▸ Aim:
Copy the records from the line containing "task: trace the outline of the white" through their end, replacing "foam" with "froth" and leaving everything else unchanged. Omit the pictures from your answer.

▸ Input material:
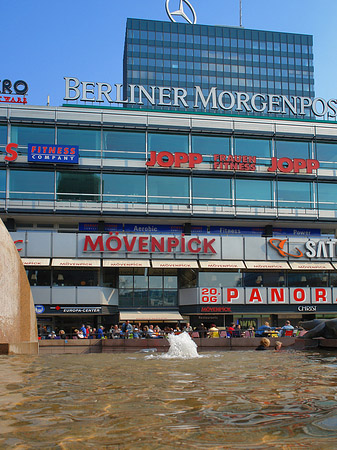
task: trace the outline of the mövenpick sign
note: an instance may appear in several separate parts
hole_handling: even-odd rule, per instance
[[[201,89],[193,88],[193,102],[188,103],[188,92],[183,87],[150,86],[129,84],[129,96],[123,98],[123,84],[80,81],[75,77],[64,77],[65,101],[80,100],[81,102],[144,105],[144,100],[152,106],[183,107],[205,110],[257,112],[267,114],[289,114],[295,117],[305,117],[314,114],[328,119],[337,117],[337,98],[287,97],[274,94],[248,94],[247,92],[221,91],[217,87]]]
[[[128,253],[217,253],[214,244],[219,238],[199,238],[193,236],[154,237],[134,236],[110,232],[107,237],[87,235],[83,252],[128,252]]]

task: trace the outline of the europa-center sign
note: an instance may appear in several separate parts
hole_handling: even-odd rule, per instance
[[[247,92],[220,91],[217,87],[201,89],[194,86],[194,101],[187,101],[187,90],[183,87],[150,86],[148,89],[142,85],[129,84],[129,96],[123,98],[123,85],[110,83],[80,81],[75,77],[64,77],[65,96],[63,100],[93,102],[102,104],[107,101],[111,104],[144,105],[144,101],[152,106],[183,107],[228,112],[257,112],[267,114],[289,114],[295,117],[305,117],[312,113],[315,116],[328,118],[337,117],[337,98],[325,100],[323,98],[275,95],[275,94],[248,94]],[[114,94],[113,94],[114,92]]]

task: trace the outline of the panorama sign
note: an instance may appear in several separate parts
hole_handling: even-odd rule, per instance
[[[64,77],[64,101],[92,102],[102,104],[144,105],[146,101],[151,106],[183,107],[185,109],[224,112],[257,112],[273,115],[292,114],[295,117],[305,117],[314,114],[317,117],[337,117],[337,98],[300,97],[275,94],[248,94],[247,92],[220,91],[217,87],[201,89],[194,86],[194,101],[187,101],[187,90],[183,87],[150,86],[129,84],[129,96],[123,98],[123,84],[80,81],[76,77]]]

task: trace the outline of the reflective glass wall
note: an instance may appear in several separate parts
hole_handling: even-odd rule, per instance
[[[216,86],[219,92],[314,97],[313,38],[237,27],[128,19],[125,98],[130,96],[126,88],[129,84],[143,85],[149,92],[150,86],[185,88],[190,105],[194,105],[194,86],[205,92]],[[146,99],[143,101],[145,107],[151,106]],[[202,106],[200,101],[198,106]],[[212,111],[211,106],[206,110]],[[261,115],[245,110],[242,113]]]

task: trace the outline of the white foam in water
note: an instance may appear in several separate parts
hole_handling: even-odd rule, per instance
[[[178,335],[169,334],[167,338],[170,343],[170,348],[167,353],[160,355],[161,358],[200,358],[197,350],[198,346],[188,333],[183,332]]]

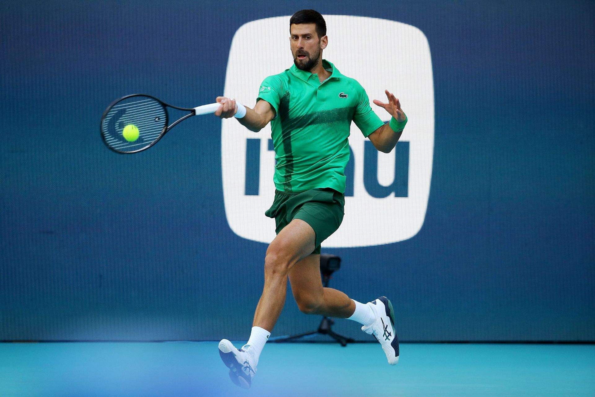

▸ Exercise output:
task: trace the outline of the white froth in water
note: an instance may appear in several separate parts
hole_handling: even-odd rule, per instance
[[[178,335],[169,334],[167,338],[170,343],[170,348],[167,353],[160,355],[161,358],[200,358],[197,350],[198,346],[188,333],[183,332]]]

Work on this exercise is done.